▶ **文本节选**
══════

计算机工程与应用 ›› 2024, Vol. 60 ›› Issue (13): 219-227.DOI: 10.3778/j.issn.1002-8331.2307-0385

• 图形图像处理 • 上一篇    下一篇

引入级联通道注意力的轻量化人体姿态估计

林远强,郜辉,王鹏,吕志刚,李晓艳,王储   

  1. 1.西安工业大学 电子信息工程学院,西安 710021
    2.西安工业大学 发展规划处,西安 710021
  • 出版日期:2024-07-01 发布日期:2024-07-01

Lightweight Human Pose Estimation with Cascaded Channel Attention

LIN Yuanqiang, GAO Hui, WANG Peng, LYU Zhigang, LI Xiaoyan, WANG Chu   

  1. 1.School of Electronics and Information Engineering, Xi’an Technological University, Xi’an 710021, China
    2.Development Planning Department, Xi’an Technological University, Xi’an 710021, China
  • Online:2024-07-01 Published:2024-07-01

摘要: 针对当前人体姿态估计模型在轻量化过程中精度损失严重的问题,以高分辨率网络(HRNet)为基线提出一种引入级联通道注意力的轻量化人体姿态估计模型。构建一种保持内部高分辨率特征的级联通道注意力,学习输入特征各通道的重要性来提高模型表征能力;通过设计一种基于MetaFormer结构的轻量级深度卷积变换模块来替换HRNet阶段2、3、4中运算复杂度较高的残差模块;设计一种多尺度特征融合方法减少HRNet原融合方法中的多维特征语义信息损失;采用无偏数据处理来消除关键点热力图编码过程中导致的偏移误差。COCO2017验证集的实验结果表明,所提出的模型同基准模型相比,在AP降低2个百分点的情况下,模型参数量和浮点运算量分别减少了90.2%和83.1%,并且以AP为71.4%的表现在轻量化模型中达到精度最优。

══════

▶ **存储行**
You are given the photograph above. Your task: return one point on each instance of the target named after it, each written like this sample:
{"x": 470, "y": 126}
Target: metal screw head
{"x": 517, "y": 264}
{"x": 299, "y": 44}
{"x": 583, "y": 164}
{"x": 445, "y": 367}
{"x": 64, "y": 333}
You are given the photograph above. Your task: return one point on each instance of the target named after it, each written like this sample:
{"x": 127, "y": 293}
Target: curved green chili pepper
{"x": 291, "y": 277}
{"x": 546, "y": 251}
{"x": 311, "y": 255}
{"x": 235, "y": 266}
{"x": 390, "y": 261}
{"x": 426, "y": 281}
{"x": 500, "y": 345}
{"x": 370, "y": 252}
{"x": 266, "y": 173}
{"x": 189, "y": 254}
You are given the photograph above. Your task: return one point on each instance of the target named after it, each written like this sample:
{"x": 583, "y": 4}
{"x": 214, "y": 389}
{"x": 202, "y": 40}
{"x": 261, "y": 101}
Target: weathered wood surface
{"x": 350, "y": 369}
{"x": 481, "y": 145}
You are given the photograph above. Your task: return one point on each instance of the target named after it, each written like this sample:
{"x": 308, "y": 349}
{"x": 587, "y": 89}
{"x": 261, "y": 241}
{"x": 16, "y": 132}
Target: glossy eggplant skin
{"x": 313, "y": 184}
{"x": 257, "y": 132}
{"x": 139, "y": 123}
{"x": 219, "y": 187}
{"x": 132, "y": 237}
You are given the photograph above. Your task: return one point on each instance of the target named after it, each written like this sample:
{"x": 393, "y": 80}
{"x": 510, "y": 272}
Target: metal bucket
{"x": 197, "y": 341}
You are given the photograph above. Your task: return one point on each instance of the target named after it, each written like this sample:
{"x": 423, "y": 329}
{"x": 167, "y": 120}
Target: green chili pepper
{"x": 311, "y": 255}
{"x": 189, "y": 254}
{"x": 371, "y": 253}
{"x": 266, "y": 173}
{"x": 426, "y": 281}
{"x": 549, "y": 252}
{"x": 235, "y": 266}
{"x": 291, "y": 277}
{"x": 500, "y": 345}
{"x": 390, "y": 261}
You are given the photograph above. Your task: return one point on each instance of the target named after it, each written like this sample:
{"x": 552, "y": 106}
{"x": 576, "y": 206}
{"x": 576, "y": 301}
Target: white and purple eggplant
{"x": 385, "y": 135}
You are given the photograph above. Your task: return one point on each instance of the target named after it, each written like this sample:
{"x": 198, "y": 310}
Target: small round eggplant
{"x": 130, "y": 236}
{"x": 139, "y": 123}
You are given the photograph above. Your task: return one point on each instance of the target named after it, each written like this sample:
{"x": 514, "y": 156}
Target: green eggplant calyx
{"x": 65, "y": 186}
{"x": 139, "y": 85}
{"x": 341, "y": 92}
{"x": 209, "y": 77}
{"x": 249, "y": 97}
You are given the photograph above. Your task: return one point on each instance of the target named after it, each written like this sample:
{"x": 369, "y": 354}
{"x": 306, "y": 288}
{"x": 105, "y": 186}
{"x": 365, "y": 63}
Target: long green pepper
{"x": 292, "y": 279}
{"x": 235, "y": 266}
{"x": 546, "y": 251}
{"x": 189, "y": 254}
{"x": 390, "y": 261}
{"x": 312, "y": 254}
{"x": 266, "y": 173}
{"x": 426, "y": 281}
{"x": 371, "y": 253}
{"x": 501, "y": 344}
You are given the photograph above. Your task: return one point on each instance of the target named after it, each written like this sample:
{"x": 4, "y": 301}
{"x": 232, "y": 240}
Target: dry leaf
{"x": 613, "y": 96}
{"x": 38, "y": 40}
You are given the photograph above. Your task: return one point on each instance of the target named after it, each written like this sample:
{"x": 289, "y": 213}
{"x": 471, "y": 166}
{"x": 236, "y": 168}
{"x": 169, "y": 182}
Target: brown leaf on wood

══════

▶ **任务目标 1**
人体姿态估计一文中的这句话用英文怎么说:“COCO2017验证集的实验结果表明,所提出的模型同基准模型相比,在AP降低2个百分点的情况下,模型参数量和浮点运算量分别减少了90.2%和83.1%,并且以AP为71.4%的表现在轻量化模型中达到精度最优。”
▶ **任务目标 2**
把人体姿态估计一文中从“Lightweight Human Pose”起、一直到“在轻量化模型中达到精度最优。”为止的这一段原样抄录下来。
▶ **任务目标 3**
人体姿态估计一文在最后一句之后该怎么往下写?请接着续写。

▶ **任务答案 1**
Experimental results on the COCO2017 validation set show that, compared with the baseline model, the proposed model reduces the number of parameters and floating-point operations by 90.2% and 83.1% respectively while AP drops by 2 percentage points, and with an AP of 71.4% it achieves the best accuracy among lightweight models.

▶ **任务答案 2**
Lightweight Human Pose Estimation with Cascaded Channel Attention

LIN Yuanqiang, GAO Hui, WANG Peng, LYU Zhigang, LI Xiaoyan, WANG Chu   

  1. 1.School of Electronics and Information Engineering, Xi’an Technological University, Xi’an 710021, China
    2.Development Planning Department, Xi’an Technological University, Xi’an 710021, China
  • Online:2024-07-01 Published:2024-07-01

摘要: 针对当前人体姿态估计模型在轻量化过程中精度损失严重的问题,以高分辨率网络(HRNet)为基线提出一种引入级联通道注意力的轻量化人体姿态估计模型。构建一种保持内部高分辨率特征的级联通道注意力,学习输入特征各通道的重要性来提高模型表征能力;通过设计一种基于MetaFormer结构的轻量级深度卷积变换模块来替换HRNet阶段2、3、4中运算复杂度较高的残差模块;设计一种多尺度特征融合方法减少HRNet原融合方法中的多维特征语义信息损失;采用无偏数据处理来消除关键点热力图编码过程中导致的偏移误差。COCO2017验证集的实验结果表明,所提出的模型同基准模型相比,在AP降低2个百分点的情况下,模型参数量和浮点运算量分别减少了90.2%和83.1%,并且以AP为71.4%的表现在轻量化模型中达到精度最优。

▶ **任务答案 3**
关键词: 人体姿态估计, 轻量化, 通道注意力, MetaFormer结构, 多尺度特征融合

Abstract: Aiming at the problem of serious loss of accuracy in the lightweighting process of the current human pose estimation model, a lightweight human pose estimation model that introduces cascaded channel attention is proposed using the high resolution network (HRNet) as a baseline. Firstly, a cascading channel attention that maintains internal high-resolution features is constructed so as to learn the importance of each channel of the input features to improve the model representation. Secondly, the residual module with high arithmetic complexity in HRNet stages 2, 3, and 4 is replaced by designing a lightweight deepwise convolutional transform module based on the structure of the MetaFormer. Furthermore, a multi-scale feature fusion method is designed to reduce the loss of semantic information of multi-dimensional features in the original fusion method of HRNet. Finally, unbiased data processing is used to eliminate offset errors caused by the process of encoding the heat map at key points. Experimental results from the COCO2017 validation set show that the proposed model reduces the number of model parameters and floating-point operations by 90.2% and 83.1%, respectively, compared to the benchmark model with a 2 percentage points decrease in AP, and achieves the optimal accuracy among the lightweight models with an AP of 71.4%.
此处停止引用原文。